What is needed — Take the data below and filter it for lines containing the word "instance"; show each line found.

Information —
·····

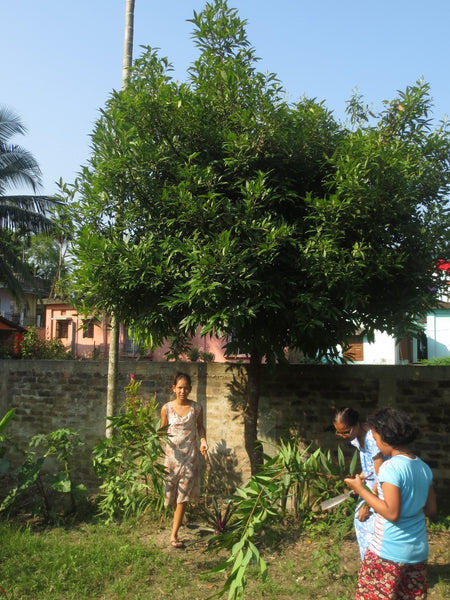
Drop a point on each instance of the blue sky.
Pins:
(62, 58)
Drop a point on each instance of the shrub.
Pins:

·····

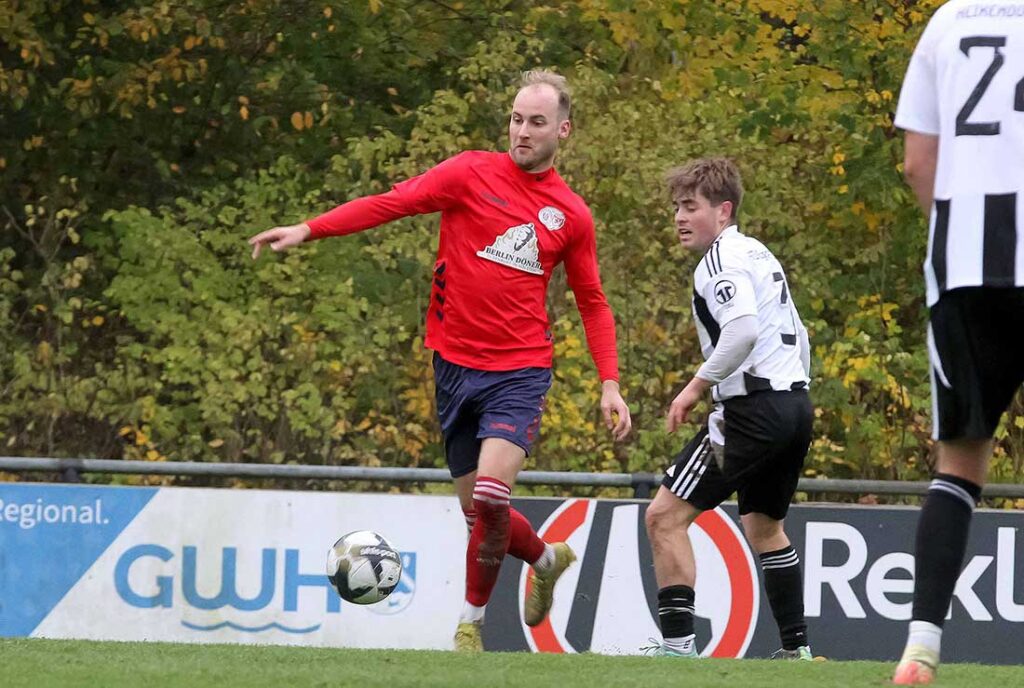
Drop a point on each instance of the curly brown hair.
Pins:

·····

Exercise solution —
Drop a point on each instance of the blue sky.
Drop a point on each instance of the shrub.
Drop a point on each instance of the curly brown hair.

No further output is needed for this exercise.